Extracted data: Begin
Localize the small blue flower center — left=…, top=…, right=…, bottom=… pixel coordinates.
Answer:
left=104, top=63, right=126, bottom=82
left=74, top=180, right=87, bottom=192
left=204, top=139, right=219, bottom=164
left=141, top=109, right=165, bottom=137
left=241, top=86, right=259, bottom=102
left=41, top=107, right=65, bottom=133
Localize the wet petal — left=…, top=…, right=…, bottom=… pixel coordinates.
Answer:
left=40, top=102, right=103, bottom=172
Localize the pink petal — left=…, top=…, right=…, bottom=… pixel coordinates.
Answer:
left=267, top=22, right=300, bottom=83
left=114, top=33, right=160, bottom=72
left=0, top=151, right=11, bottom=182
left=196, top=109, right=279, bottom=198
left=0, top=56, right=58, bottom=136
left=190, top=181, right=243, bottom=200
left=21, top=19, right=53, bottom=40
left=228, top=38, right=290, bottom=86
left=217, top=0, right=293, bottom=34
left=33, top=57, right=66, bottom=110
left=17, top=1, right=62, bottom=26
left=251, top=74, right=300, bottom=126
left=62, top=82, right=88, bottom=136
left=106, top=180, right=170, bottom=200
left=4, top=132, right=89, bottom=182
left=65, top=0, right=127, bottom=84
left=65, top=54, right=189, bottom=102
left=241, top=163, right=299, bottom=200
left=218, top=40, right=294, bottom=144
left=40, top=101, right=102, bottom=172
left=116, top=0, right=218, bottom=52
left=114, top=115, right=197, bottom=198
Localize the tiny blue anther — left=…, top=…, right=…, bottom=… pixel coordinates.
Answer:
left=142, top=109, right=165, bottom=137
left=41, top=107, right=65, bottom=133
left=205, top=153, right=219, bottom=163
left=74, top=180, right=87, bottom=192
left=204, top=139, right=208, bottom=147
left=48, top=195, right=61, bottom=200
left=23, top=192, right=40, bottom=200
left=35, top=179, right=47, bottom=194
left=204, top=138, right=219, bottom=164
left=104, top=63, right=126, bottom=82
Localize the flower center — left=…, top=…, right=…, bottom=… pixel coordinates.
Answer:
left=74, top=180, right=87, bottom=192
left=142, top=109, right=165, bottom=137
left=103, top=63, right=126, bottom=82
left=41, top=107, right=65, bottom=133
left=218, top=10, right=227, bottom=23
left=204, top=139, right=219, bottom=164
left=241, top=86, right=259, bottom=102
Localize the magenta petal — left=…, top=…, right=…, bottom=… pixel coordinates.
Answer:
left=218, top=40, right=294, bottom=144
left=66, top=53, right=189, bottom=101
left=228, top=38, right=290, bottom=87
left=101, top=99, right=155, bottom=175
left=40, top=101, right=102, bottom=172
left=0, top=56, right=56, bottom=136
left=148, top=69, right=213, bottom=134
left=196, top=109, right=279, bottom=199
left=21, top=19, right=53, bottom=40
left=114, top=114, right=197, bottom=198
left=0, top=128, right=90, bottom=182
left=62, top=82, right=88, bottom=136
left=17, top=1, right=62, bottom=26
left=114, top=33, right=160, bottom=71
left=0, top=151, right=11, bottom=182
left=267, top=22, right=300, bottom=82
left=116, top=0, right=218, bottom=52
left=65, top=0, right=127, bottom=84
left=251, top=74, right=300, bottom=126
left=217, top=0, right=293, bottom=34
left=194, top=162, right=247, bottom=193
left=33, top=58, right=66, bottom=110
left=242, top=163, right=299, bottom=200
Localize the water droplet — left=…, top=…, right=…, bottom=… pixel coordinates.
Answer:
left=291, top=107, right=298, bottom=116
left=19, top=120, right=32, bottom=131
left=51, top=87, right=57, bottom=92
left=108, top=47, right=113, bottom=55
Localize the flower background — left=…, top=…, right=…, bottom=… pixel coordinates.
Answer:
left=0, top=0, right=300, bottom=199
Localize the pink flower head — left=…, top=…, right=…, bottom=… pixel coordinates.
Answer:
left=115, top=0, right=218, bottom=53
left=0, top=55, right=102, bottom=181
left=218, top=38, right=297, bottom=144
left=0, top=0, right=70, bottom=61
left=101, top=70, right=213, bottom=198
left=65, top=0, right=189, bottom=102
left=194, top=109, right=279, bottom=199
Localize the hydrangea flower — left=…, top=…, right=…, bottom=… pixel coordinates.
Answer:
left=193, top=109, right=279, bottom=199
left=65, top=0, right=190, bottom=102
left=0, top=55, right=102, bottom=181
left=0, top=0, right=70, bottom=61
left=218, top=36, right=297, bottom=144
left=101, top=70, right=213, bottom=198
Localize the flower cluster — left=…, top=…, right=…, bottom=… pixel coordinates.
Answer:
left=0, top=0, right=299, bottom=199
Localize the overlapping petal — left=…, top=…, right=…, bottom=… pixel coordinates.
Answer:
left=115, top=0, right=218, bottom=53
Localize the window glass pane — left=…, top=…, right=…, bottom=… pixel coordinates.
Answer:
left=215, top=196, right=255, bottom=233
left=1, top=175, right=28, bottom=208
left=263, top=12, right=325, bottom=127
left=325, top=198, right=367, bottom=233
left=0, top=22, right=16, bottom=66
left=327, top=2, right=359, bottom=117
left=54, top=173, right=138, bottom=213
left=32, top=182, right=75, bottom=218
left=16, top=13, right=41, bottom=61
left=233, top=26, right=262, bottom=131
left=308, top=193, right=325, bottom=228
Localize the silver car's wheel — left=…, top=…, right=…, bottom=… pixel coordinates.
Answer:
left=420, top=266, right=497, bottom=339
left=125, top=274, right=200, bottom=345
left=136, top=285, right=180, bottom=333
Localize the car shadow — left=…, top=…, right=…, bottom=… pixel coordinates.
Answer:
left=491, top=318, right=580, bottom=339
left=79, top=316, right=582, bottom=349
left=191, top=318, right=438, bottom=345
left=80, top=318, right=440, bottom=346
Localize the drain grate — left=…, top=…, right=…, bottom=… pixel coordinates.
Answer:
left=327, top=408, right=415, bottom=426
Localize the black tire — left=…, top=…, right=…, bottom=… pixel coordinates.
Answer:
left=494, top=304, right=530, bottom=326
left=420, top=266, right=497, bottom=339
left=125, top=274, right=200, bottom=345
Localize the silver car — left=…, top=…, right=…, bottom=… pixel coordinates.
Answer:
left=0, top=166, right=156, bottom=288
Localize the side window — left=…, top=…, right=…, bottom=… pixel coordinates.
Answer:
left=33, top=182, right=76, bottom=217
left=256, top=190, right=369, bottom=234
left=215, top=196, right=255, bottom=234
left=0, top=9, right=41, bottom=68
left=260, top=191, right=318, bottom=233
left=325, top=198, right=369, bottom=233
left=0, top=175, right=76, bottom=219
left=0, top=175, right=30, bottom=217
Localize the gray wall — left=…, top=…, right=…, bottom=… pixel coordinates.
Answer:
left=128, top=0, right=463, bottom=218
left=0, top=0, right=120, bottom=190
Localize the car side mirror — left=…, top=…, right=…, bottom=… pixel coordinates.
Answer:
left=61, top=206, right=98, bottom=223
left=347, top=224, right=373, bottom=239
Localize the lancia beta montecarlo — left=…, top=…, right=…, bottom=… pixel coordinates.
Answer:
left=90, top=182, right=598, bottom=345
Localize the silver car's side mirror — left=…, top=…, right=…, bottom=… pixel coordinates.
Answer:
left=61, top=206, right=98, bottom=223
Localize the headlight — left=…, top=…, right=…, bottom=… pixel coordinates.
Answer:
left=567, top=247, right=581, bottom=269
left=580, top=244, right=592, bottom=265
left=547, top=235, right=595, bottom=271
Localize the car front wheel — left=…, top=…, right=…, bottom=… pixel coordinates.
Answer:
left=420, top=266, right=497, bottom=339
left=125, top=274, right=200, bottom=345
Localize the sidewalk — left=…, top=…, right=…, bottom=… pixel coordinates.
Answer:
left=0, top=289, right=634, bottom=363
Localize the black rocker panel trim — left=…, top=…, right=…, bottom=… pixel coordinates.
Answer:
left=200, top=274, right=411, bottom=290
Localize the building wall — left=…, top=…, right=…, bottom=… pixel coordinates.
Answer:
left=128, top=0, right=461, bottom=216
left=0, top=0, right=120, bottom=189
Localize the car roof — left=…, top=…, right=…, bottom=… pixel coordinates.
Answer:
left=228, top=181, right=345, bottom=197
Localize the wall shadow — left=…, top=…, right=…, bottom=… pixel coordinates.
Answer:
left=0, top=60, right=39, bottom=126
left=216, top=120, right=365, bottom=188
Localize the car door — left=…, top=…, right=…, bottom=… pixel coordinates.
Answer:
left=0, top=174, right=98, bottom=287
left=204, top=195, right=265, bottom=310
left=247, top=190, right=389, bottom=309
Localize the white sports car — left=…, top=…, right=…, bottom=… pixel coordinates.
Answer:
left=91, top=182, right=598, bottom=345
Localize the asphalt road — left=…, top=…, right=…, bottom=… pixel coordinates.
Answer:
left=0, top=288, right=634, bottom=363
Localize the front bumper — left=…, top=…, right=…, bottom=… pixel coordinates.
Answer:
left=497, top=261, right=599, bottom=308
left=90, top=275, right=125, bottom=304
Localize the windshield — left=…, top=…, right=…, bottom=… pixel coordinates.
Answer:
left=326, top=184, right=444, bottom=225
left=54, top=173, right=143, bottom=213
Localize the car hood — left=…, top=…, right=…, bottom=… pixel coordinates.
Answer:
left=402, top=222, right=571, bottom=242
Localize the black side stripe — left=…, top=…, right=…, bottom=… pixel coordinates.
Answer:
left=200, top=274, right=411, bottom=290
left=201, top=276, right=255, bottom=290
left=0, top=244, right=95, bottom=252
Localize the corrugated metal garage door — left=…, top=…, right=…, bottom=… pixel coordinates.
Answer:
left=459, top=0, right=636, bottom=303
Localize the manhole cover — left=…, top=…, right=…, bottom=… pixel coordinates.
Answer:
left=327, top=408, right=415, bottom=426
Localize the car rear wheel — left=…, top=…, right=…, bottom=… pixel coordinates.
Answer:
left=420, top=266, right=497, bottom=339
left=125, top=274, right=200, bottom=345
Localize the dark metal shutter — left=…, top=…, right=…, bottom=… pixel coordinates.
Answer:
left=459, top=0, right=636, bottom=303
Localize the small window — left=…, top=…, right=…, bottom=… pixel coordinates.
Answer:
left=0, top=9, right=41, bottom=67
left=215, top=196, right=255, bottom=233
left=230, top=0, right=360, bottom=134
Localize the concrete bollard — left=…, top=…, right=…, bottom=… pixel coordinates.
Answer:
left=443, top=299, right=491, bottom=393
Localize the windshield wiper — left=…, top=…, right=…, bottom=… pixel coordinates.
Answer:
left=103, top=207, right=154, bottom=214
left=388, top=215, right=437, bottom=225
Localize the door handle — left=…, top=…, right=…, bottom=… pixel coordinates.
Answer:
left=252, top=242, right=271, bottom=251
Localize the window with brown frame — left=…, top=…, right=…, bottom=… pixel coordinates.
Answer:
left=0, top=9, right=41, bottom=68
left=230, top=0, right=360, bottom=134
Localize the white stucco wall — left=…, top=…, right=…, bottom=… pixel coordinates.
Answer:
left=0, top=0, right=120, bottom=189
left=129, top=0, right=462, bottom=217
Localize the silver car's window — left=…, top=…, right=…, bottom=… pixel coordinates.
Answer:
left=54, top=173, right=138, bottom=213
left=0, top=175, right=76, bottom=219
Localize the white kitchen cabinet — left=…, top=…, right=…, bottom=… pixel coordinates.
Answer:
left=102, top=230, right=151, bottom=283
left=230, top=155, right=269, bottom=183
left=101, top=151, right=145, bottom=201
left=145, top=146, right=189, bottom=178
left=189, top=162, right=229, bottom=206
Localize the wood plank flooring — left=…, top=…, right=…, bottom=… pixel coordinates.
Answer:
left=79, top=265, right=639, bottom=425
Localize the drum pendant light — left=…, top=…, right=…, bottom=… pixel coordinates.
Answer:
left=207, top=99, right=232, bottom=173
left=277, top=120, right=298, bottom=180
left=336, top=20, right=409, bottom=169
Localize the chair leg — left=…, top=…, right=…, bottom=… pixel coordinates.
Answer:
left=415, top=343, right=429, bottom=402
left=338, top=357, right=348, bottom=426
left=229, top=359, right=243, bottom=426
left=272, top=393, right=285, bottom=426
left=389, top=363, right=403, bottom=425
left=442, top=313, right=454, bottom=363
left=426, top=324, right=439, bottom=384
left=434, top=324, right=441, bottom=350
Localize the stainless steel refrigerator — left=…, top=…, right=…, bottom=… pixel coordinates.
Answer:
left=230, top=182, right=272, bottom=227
Extracted data: End
## Task directions
Print the lines above from the one with "Localize the tiny" through the one with "Localize the magenta", both included, exactly as written and nothing more.

## Result of this exercise
Localize the tiny blue anther — left=…, top=…, right=…, bottom=… pixel coordinates.
Answer:
left=142, top=109, right=165, bottom=137
left=41, top=107, right=65, bottom=133
left=205, top=153, right=219, bottom=163
left=74, top=180, right=87, bottom=192
left=204, top=139, right=208, bottom=147
left=48, top=195, right=61, bottom=200
left=23, top=192, right=40, bottom=200
left=35, top=179, right=47, bottom=194
left=204, top=138, right=219, bottom=164
left=104, top=63, right=126, bottom=82
Localize the flower center — left=…, top=…, right=…, bottom=… pixel coordinates.
Answer:
left=74, top=180, right=87, bottom=192
left=142, top=109, right=165, bottom=137
left=103, top=63, right=126, bottom=82
left=41, top=107, right=65, bottom=133
left=218, top=10, right=227, bottom=23
left=204, top=139, right=219, bottom=164
left=241, top=86, right=259, bottom=102
Localize the magenta petal — left=…, top=…, right=…, bottom=… pixel coordinates.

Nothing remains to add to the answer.